*** PASSAGE SHOWN ***

In the e-commerce AI SaaS business, the most frequent request we get from cross-border merchants in Yiwu is: "A new style is out. Can you generate images with AI immediately without hiring models or shooting scenes? It needs to be cheap and look like a hit product."
In plain English, how can we copy a hit product image without violating any rules?
That's why, as soon as Google Nano Banana2 was released yesterday, we conducted hands-on tests and integrated it with the Milvus vector database. The results show the overall image generation cost dropped to one-third of the original, with efficiency doubling.
Next, I will break down this AI image generation solution suitable for small and medium-sized e-commerce SaaS companies with zero local GPU, covering both model testing details and an end-to-end practical tutorial.

***

### STATED TASK:
In the passage on AI image generation for e-commerce, what happened to overall image generation cost after the tests with the Milvus vector database?

*** LISTED ENTRIES ***

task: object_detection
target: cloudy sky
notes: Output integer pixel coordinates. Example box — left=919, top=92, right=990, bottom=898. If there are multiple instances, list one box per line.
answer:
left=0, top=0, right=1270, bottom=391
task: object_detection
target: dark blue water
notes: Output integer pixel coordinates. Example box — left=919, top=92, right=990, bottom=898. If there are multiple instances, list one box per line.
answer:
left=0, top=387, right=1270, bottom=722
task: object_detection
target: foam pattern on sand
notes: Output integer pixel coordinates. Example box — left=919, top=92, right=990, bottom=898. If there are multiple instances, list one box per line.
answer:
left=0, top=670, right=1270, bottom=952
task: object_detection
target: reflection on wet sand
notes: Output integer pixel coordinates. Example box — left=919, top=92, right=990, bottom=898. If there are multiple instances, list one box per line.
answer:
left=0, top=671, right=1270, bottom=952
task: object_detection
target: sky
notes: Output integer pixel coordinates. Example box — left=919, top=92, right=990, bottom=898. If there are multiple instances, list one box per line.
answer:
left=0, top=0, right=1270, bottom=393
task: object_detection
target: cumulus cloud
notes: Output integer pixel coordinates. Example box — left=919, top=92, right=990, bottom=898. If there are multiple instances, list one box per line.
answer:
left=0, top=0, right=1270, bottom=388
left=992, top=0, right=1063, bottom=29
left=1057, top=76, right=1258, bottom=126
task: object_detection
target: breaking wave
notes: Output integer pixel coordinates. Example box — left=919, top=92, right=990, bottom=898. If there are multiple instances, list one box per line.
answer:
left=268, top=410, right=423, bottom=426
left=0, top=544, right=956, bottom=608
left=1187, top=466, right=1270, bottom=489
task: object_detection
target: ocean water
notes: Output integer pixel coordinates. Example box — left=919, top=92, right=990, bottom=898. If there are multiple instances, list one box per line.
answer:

***

### RESULT:
It dropped to one-third of the original.